* Aim of the exercise *
Output every text line of the items below as a Markdown table with the columns No. and Text, numbering the rows and skipping blank lines. Leave the pictures out.

* Supplied records *
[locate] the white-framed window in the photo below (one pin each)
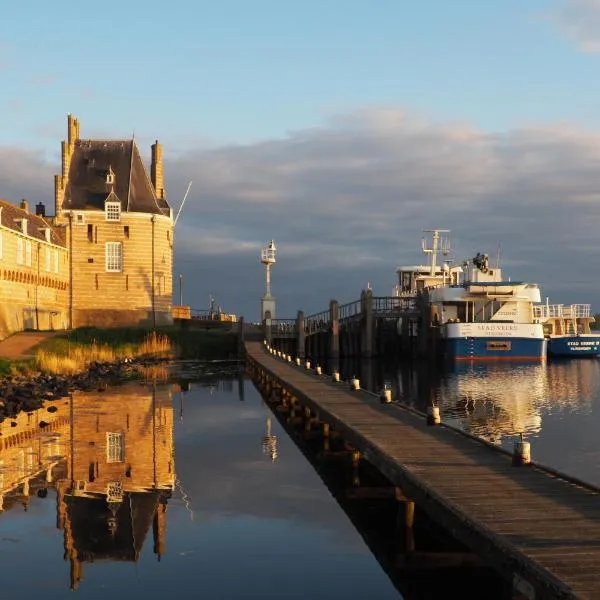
(112, 211)
(115, 447)
(20, 251)
(114, 257)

* Written answer *
| No. | Text |
|---|---|
| 1 | [locate] the white-framed window in the photo below (one pin each) |
| 2 | (112, 211) |
| 3 | (115, 447) |
| 4 | (20, 251) |
| 5 | (114, 257) |